= YOUR OBJECTIVE =
From the passage on AI methods for predicting ncRNA–drug interactions, return the stretch from "More recently, however, there" through "sparse or unavailable.", word for word.

In response to these challenges, the field has increasingly turned toward data-driven methodologies, particularly those grounded in artificial intelligence (AI) and machine learning (ML). These approaches, rather than relying solely on explicit structural information, leverage patterns embedded within large-scale biological and chemical datasets. Early efforts in this direction often employed similarity-based methods, drawing on curated databases of known RNA–ligand interactions to infer potential binding relationships. Platforms such as Inforna exemplify this strategy, enabling sequence-based design of small molecules targeting structured RNAs (Disney et al., 2016; Velagapudi et al., 2014).
More recently, however, there has been a noticeable shift toward more sophisticated modeling frameworks. Deep learning architectures—particularly graph convolutional networks (GCNs) and attention-based models—have demonstrated remarkable capacity to capture complex, non-linear relationships within high-dimensional data (Kipf & Welling, 2017; Alipanahi et al., 2015). By representing RNA sequences and drug molecules as graphs or embeddings, these models can extract meaningful features without requiring detailed structural annotations. This capability is especially valuable in the context of ncRNAs, where structural data are often sparse or unavailable.
The application of these AI-driven approaches to ncRNA–drug interaction prediction holds considerable promise, particularly in areas such as drug resistance and personalized medicine. miRNAs, for example, can regulate the expression of genes involved in drug metabolism and efficacy, thereby influencing therapeutic outcomes (Rees et al., 2016). CircRNAs, through their interaction with miRNAs, add an additional layer of regulatory complexity that may impact drug sensitivity in ways that are only beginning to be understood (Hansen et al., 2013; Jeck et al., 2013). Accurately modeling these interactions could enable the identification of novel therapeutic targets and inform the design of more effective, individualized treatment strategies.

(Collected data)

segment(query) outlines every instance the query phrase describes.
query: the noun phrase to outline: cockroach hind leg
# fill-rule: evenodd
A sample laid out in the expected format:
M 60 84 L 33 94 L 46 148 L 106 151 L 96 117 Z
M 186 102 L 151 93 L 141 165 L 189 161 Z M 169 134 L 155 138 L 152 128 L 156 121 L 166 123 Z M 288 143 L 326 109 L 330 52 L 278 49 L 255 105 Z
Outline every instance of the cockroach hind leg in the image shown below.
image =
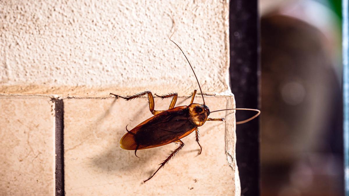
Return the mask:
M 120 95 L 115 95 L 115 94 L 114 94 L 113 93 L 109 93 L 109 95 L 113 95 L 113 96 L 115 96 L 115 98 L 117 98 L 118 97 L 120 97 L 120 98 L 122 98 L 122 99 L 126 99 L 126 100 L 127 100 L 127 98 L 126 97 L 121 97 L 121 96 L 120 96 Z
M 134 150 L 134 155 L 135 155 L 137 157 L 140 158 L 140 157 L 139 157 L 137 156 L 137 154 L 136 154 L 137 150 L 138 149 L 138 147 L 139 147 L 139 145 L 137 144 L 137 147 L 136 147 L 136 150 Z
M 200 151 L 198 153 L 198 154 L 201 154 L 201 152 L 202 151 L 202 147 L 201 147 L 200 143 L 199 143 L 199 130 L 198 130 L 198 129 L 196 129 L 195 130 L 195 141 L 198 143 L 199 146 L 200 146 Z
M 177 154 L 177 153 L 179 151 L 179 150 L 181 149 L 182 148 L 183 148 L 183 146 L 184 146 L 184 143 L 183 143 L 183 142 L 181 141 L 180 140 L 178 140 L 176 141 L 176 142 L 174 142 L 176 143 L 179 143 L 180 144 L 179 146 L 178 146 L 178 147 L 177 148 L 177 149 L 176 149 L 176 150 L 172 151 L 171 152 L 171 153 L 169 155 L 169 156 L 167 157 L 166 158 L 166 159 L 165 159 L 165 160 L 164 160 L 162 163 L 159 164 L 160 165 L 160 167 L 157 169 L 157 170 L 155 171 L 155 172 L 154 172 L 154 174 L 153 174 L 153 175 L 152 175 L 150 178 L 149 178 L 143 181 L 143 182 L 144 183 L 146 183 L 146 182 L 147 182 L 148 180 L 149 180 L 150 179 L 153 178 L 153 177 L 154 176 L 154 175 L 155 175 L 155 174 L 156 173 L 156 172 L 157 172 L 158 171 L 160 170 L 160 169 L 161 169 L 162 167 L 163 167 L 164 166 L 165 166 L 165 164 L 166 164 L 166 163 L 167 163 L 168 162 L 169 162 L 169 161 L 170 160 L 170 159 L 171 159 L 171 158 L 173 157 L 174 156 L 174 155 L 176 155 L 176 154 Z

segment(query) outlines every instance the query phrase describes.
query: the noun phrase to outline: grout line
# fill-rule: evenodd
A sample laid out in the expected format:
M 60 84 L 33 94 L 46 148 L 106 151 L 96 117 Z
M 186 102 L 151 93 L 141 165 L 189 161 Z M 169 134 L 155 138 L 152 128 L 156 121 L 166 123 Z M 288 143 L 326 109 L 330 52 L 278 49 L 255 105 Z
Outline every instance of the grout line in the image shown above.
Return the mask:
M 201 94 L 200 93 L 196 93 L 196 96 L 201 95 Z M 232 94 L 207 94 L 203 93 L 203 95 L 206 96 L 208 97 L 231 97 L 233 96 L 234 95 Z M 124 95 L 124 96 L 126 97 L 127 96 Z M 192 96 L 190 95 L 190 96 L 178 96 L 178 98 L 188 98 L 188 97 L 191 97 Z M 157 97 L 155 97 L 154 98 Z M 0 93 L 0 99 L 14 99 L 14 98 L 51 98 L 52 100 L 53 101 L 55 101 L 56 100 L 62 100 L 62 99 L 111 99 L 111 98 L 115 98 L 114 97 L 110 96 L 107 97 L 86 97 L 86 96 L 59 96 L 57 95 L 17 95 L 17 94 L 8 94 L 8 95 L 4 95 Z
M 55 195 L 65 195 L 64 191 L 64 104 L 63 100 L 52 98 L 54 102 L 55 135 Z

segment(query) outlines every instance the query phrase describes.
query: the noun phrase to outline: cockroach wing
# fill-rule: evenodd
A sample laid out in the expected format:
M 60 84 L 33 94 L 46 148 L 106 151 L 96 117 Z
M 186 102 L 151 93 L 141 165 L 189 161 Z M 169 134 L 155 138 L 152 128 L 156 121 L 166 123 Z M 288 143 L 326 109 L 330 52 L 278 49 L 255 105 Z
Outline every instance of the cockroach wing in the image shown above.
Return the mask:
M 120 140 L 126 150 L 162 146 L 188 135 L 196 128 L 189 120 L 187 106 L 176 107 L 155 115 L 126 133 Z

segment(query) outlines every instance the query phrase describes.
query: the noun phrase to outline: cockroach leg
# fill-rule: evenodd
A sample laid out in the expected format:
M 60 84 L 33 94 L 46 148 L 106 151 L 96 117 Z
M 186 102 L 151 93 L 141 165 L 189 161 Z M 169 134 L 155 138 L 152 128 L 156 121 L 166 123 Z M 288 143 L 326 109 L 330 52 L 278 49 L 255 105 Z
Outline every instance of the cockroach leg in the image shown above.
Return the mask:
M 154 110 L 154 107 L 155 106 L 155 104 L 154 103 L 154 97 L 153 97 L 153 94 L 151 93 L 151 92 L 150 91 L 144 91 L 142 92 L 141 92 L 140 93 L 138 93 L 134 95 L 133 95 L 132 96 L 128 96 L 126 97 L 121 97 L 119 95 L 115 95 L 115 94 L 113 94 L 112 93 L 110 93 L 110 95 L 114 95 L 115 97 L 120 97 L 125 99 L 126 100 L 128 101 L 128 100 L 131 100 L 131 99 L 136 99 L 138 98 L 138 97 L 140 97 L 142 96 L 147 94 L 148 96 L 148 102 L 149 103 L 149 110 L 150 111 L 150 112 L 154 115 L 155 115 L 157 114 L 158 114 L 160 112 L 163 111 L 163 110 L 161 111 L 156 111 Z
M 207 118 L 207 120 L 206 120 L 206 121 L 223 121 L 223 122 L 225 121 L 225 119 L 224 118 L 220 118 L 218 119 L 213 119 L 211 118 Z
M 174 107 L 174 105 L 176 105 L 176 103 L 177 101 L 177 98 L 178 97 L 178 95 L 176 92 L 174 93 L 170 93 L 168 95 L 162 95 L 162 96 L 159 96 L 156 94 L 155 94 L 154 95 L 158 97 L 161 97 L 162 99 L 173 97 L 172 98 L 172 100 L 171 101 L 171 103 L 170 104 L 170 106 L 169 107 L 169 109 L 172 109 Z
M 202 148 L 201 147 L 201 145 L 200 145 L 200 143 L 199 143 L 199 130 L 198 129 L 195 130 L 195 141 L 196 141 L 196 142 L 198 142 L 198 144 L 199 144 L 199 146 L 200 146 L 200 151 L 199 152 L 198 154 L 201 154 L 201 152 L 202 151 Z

= FINAL ANSWER =
More recently, however, there has been a noticeable shift toward more sophisticated modeling frameworks. Deep learning architectures—particularly graph convolutional networks (GCNs) and attention-based models—have demonstrated remarkable capacity to capture complex, non-linear relationships within high-dimensional data (Kipf & Welling, 2017; Alipanahi et al., 2015). By representing RNA sequences and drug molecules as graphs or embeddings, these models can extract meaningful features without requiring detailed structural annotations. This capability is especially valuable in the context of ncRNAs, where structural data are often sparse or unavailable.